**Wybrany fragment**
-- -- --

Więcej...

    Dyskoteka w PRL-u

    ,,Chłopacy" byli ubrani w tureckie, wzorzyste swetry. Mimo że na sali było bardzo gorąco, prawie nigdy nie ściągali swoich jedwabnych kurtek. Raczej odpinali je tylko po to, żeby zaprezentować kolorowy sweter lub wystający spod niego kołnierz koszuli.

    ***

    W oknach grube zasłony, a czasem nawet koce, przydługie i zakurzone. Wszystko po to, żeby zapewnić wrażenie, że kilkugodzinna dyskoteka trwa całą noc. Król Didżej przy dwukasetowym magnetofonie, podłączonym do wzmacniacza i kolumn, serwował nam muzykę. Było Depeche Mode, Roxette, Mc Hammer, Vanilla Ice, Salt’n’Pepa i oczywiście Marky Mark ze swoim przebojem ,,Good Vibrations”.

    Na początku każdy z nas stał pod ścianą lub siedział na stołach zsuniętych pod okna. Dziewczyny były ubrane w niedzielne bluzki i w piramidy lub gumki, wpuszczone w kowbojki. Tańczyły ze sobą w parze, a ich grzybki, dobierańce z kokardą, szwedki i mokre włoszki podskakiwały w rytm muzyki. Ręce szalały bardziej niż nogi. Był taniec na trzy, robiłyśmy mostki z rąk w górze, był też obowiązkowy element ,,wkręć mnie”. Wszystko po to, żeby popisać się przed chłopakami. Dziewczyna i chłopak tańczyli ze sobą rzadko, zazwyczaj tylko te z największym powodzeniem miały partnera zamiast partnerki. ,,Chłopacy” byli ubrani w tureckie, wzorzyste swetry.

-- -- --

**Zestaw wpisów**

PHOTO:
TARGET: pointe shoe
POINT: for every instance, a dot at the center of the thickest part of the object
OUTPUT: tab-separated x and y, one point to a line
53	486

-- -- --

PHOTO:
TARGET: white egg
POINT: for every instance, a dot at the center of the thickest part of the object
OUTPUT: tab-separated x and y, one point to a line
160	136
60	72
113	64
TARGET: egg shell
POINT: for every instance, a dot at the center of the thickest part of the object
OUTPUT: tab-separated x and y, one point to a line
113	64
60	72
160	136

-- -- --

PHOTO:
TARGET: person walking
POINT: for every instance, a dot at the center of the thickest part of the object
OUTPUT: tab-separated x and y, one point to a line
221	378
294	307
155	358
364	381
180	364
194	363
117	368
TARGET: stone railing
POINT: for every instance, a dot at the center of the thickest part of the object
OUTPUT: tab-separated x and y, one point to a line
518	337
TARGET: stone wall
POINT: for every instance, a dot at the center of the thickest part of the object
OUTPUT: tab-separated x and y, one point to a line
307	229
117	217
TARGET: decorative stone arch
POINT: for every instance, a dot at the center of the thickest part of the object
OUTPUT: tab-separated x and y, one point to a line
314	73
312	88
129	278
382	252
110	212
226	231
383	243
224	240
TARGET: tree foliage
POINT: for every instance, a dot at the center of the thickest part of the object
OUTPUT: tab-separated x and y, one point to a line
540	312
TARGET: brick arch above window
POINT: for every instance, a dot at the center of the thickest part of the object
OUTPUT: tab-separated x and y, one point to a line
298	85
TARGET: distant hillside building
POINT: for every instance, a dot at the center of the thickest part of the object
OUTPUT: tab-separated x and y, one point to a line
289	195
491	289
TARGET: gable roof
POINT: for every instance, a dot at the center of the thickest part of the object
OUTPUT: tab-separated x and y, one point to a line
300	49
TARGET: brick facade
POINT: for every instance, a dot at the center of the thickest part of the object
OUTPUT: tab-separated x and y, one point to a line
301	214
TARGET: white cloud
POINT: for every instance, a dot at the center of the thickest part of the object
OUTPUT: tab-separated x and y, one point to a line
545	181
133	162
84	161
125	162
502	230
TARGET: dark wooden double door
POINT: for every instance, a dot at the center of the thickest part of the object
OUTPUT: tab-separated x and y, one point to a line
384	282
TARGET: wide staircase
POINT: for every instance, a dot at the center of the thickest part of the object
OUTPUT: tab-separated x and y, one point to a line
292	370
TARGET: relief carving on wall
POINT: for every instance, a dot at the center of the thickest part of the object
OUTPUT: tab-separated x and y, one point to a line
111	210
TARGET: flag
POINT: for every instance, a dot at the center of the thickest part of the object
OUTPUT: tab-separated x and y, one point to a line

-- -- --

**Do zrobienia**
1/ Odpowiedz krótko na pytania do tekstu o dyskotece w PRL-u:
(a) Czego „chłopacy” prawie nigdy nie ściągali na sali?
(b) Z jakiego sprzętu Król Didżej serwował muzykę?
(c) W co były ubrane dziewczyny?
2/ Policz wiersze wpisów, w których występuje ciąg „arch”, z uwzględnieniem wielkości liter. Podaj wyłącznie liczbę.

**Wyniki zadań**
1/
(a) Swoich jedwabnych kurtek.
(b) Z dwukasetowego magnetofonu podłączonego do wzmacniacza i kolumn.
(c) W niedzielne bluzki i w piramidy lub gumki, wpuszczone w kowbojki.

2/ 2